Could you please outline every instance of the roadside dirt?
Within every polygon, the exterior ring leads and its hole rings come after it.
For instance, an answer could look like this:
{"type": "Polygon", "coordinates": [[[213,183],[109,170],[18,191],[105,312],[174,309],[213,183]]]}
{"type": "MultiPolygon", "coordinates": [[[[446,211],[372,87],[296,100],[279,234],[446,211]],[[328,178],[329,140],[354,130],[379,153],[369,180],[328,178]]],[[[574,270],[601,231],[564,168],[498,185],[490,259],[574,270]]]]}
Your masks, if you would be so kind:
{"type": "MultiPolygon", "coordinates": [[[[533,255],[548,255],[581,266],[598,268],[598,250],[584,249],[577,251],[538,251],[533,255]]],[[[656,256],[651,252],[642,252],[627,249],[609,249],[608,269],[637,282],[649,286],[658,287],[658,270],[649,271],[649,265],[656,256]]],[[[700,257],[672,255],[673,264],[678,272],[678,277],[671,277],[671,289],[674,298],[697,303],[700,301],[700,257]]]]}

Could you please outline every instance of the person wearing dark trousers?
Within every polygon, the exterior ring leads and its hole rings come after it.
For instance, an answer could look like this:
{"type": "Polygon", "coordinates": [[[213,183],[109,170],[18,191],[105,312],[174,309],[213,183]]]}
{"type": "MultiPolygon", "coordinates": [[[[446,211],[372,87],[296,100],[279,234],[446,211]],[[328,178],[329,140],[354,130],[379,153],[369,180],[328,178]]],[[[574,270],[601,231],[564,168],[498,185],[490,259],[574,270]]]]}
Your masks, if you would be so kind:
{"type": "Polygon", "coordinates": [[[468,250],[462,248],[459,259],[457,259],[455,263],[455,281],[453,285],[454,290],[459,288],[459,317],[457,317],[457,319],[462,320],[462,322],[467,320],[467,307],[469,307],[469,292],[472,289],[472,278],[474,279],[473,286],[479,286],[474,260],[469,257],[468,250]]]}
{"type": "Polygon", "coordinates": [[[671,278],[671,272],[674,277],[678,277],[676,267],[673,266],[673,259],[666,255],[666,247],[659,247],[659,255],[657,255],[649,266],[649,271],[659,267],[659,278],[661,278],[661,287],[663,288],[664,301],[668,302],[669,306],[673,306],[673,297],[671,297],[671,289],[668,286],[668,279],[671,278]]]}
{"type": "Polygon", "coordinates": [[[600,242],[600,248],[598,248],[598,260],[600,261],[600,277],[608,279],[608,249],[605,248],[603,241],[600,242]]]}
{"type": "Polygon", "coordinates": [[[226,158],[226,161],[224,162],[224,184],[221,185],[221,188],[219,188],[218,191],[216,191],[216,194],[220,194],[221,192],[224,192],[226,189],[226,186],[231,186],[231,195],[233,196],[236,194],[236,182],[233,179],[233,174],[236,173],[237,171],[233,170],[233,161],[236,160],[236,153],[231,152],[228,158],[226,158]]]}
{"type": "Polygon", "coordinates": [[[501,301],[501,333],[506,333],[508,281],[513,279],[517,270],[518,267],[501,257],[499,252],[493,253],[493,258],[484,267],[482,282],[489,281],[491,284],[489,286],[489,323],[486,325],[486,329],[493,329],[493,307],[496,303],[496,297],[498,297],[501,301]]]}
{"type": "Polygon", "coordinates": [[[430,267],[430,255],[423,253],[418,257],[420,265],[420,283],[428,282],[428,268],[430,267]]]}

◆ **CHALLENGE**:
Extract every line of the data above that contains the word "instance", treating uppercase and lowercase letters as distinct.

◆ **ANSWER TO THIS PROBLEM**:
Could you please outline every instance of the roadside dirt?
For instance, an answer could look like this:
Could you please outline every instance of the person wearing dark trousers?
For instance, an answer could look like this:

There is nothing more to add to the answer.